> _Directions for this task_: Retype all of the data below word for word, omitting the pictures.
━━ Data records
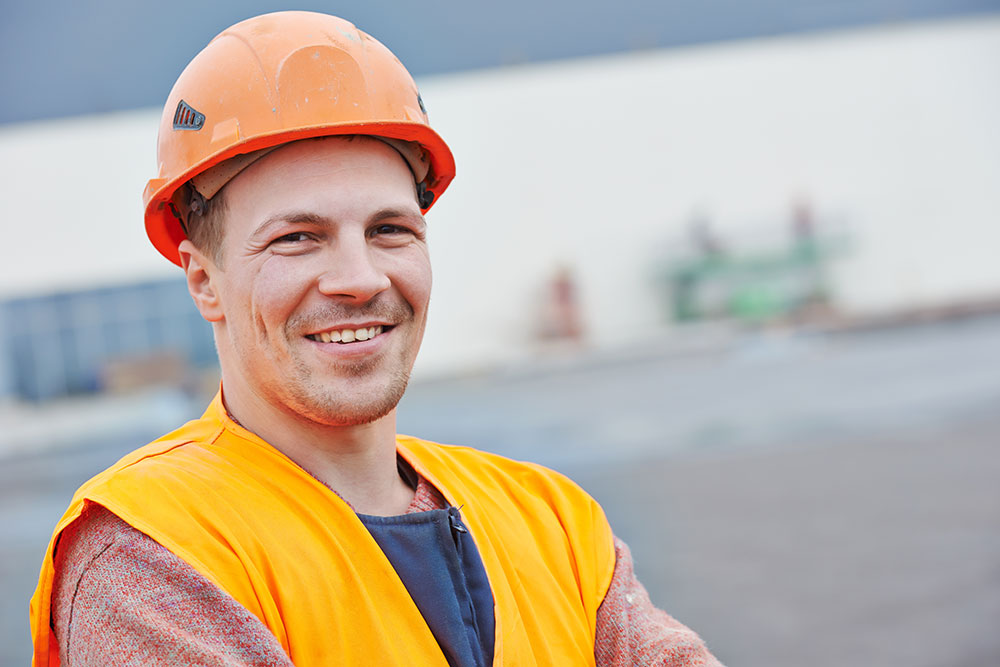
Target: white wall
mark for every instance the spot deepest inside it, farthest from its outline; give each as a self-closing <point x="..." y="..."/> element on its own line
<point x="596" y="163"/>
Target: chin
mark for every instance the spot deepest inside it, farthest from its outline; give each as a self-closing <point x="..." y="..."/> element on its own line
<point x="370" y="404"/>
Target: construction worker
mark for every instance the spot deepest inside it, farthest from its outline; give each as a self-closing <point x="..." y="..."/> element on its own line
<point x="290" y="524"/>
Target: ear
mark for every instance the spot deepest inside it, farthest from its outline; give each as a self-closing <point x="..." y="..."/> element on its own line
<point x="199" y="269"/>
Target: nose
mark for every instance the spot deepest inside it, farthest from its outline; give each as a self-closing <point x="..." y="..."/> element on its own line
<point x="352" y="271"/>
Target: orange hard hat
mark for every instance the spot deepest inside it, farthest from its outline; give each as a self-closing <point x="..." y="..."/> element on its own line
<point x="282" y="77"/>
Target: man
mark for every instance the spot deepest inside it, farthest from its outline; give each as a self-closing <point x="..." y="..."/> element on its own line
<point x="291" y="524"/>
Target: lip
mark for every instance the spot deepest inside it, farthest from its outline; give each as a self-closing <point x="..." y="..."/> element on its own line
<point x="351" y="325"/>
<point x="359" y="348"/>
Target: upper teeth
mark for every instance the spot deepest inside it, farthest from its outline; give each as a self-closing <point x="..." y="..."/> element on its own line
<point x="348" y="335"/>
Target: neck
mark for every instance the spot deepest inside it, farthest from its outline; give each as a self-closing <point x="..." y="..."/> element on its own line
<point x="358" y="462"/>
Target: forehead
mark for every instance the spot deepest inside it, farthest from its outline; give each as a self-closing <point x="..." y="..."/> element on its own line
<point x="352" y="167"/>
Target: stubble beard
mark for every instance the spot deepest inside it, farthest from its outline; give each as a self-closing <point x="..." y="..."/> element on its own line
<point x="315" y="399"/>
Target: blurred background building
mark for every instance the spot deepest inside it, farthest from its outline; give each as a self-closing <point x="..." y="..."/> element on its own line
<point x="723" y="192"/>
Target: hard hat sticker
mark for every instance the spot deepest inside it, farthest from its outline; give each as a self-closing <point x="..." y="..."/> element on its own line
<point x="187" y="118"/>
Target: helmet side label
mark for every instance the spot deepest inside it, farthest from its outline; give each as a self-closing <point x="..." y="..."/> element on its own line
<point x="187" y="117"/>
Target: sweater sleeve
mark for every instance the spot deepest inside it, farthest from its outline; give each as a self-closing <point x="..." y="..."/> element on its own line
<point x="120" y="599"/>
<point x="631" y="631"/>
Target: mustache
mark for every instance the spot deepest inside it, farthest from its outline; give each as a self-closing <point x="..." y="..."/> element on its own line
<point x="386" y="309"/>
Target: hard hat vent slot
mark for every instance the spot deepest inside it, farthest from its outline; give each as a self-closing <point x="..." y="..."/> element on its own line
<point x="187" y="118"/>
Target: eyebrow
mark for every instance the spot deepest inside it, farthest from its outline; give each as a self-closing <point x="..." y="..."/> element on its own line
<point x="316" y="219"/>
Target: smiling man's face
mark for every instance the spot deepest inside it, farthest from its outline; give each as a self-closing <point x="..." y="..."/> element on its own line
<point x="322" y="293"/>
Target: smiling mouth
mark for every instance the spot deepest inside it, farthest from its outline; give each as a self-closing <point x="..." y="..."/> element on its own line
<point x="345" y="336"/>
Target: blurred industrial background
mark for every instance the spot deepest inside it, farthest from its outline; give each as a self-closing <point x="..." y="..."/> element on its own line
<point x="732" y="266"/>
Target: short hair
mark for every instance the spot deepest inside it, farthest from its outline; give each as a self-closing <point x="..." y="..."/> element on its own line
<point x="204" y="221"/>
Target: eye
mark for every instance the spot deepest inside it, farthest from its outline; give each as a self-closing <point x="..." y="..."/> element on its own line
<point x="293" y="237"/>
<point x="387" y="229"/>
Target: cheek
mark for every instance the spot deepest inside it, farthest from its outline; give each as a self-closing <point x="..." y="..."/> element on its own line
<point x="276" y="290"/>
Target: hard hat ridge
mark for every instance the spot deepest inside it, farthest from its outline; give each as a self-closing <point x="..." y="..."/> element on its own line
<point x="278" y="78"/>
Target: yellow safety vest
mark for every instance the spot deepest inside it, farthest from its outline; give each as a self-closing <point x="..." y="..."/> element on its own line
<point x="292" y="552"/>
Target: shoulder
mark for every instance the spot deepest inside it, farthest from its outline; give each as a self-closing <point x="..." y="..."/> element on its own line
<point x="480" y="467"/>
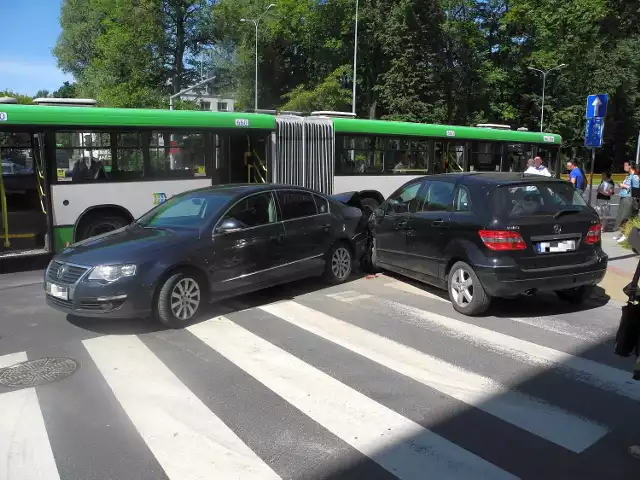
━━━━
> _Output for this task_:
Target: white wall
mark for every instance the spot deepest inside it, farthest from its outline; give each as a self-closing <point x="..." y="..."/> element on its own line
<point x="596" y="163"/>
Target: chin
mark for every instance the spot deepest inside it, farthest from its outline; give each as a self-closing <point x="..." y="..."/> element on its own line
<point x="370" y="404"/>
Target: construction worker
mark for every instance the spot deepest inside it, farthest from its outline; give each as a self-closing <point x="..." y="..."/> element on its own line
<point x="290" y="524"/>
Target: ear
mark for every instance the spot deepest inside it, farthest from its outline; give each as a self-closing <point x="..." y="..."/> element on its own line
<point x="199" y="269"/>
Target: nose
mark for every instance the spot deepest inside it, farthest from its outline; give each as a self-closing <point x="..." y="..."/> element on its own line
<point x="352" y="271"/>
Target: orange hard hat
mark for every instance the spot deepest inside it, farthest from its outline; give each as a self-closing <point x="..." y="..."/> element on its own line
<point x="282" y="77"/>
Target: man
mark for every instance the spot deepest inside it, farthest from its outline; give each as a self-closing <point x="..." y="..."/> element on its own line
<point x="291" y="524"/>
Target: lip
mark for every instance the spot deepest inside it, farthest from its outline; give each as a self-closing <point x="..." y="..."/> element on its own line
<point x="351" y="325"/>
<point x="359" y="348"/>
Target: upper teeth
mark for every instance the spot deepest inside it, farthest from its outline; give each as a self-closing <point x="..." y="..."/> element on its own line
<point x="348" y="335"/>
Target: neck
mark for every instance the spot deepest inside it, farthest from its outline; give each as a self-closing <point x="..." y="..."/> element on its own line
<point x="358" y="462"/>
Target: forehead
mark for every instance the spot deepest inside it, farthest from its outline; give each as a self-closing <point x="..." y="..."/> element on its own line
<point x="352" y="167"/>
Target: stubble beard
mark for every instance the spot deepest inside it, farthest from its outline; give each as a self-closing <point x="..." y="..."/> element on its own line
<point x="315" y="399"/>
Target: blurred background building
mark for every instance the spot deepest inside it, farthest from its outline; give each as a self-closing <point x="..." y="..."/> element on its own line
<point x="723" y="192"/>
Target: hard hat sticker
mark for every instance the spot deepest inside it, farthest from its outline; give each as a self-closing <point x="..." y="..."/> element on its own line
<point x="187" y="118"/>
Target: helmet side label
mark for every instance the spot deepest inside it, farthest from its outline; give each as a self-closing <point x="..." y="..."/> element on its own line
<point x="187" y="117"/>
Target: sweater sleeve
mark for every instance the spot deepest inside it, farthest from its outline; give each as a self-closing <point x="..." y="..."/> element on its own line
<point x="120" y="599"/>
<point x="631" y="631"/>
Target: mustache
mark for every instance the spot deepest inside it, farthest from its outline; give each as a self-closing <point x="..." y="..."/> element on its own line
<point x="386" y="309"/>
Target: hard hat vent slot
mark for every instance the spot deepest inside it, farthest from its outline; give each as a self-closing <point x="..." y="..."/> element on its own line
<point x="187" y="118"/>
Target: eyebrow
mark for every instance the spot deepest inside it, farthest from its outline; give each as a self-closing <point x="..." y="..."/> element on its own line
<point x="316" y="219"/>
Target: smiling man's face
mark for every instance the spot deepest inside it, farthest from its outline; give each as a self-closing <point x="..." y="..."/> element on its own line
<point x="322" y="293"/>
Target: smiling mouth
mark for every instance the spot deepest inside it, farthest from its outline; give each as a self-closing <point x="..." y="..."/> element on its own line
<point x="345" y="336"/>
Target: blurred industrial background
mark for every instance the spot deepest inside it, farthest from its outline; give each as a self-closing <point x="..." y="..."/> element on its own line
<point x="732" y="266"/>
Target: short hair
mark for every instance the spot deepest inside it, farthest from its outline; give each as a self-closing <point x="..." y="..."/> element on its own line
<point x="204" y="221"/>
Target: eye
mark for every instance the spot deepest inside it, farthest from its outline; give each as a self-closing <point x="..." y="..."/> element on its own line
<point x="293" y="237"/>
<point x="387" y="229"/>
Target: cheek
mark for every instance the spot deepest inside it, farthest from its outline; give each as a self-closing <point x="..." y="..."/> element on its own line
<point x="276" y="290"/>
Target: hard hat ridge
mark for every instance the spot deepest inside it, farthest from its outline; give each as a self-closing <point x="..." y="..."/> element on its own line
<point x="278" y="78"/>
Target: yellow safety vest
mark for every instance the spot deepest inside it, farthest from its outline; give each as a self-closing <point x="..." y="..."/> element on its own line
<point x="292" y="552"/>
Target: shoulder
mark for every instance the spot deepest inside it, farthest from its outline; give each as a self-closing <point x="..." y="..."/> element on its own line
<point x="480" y="467"/>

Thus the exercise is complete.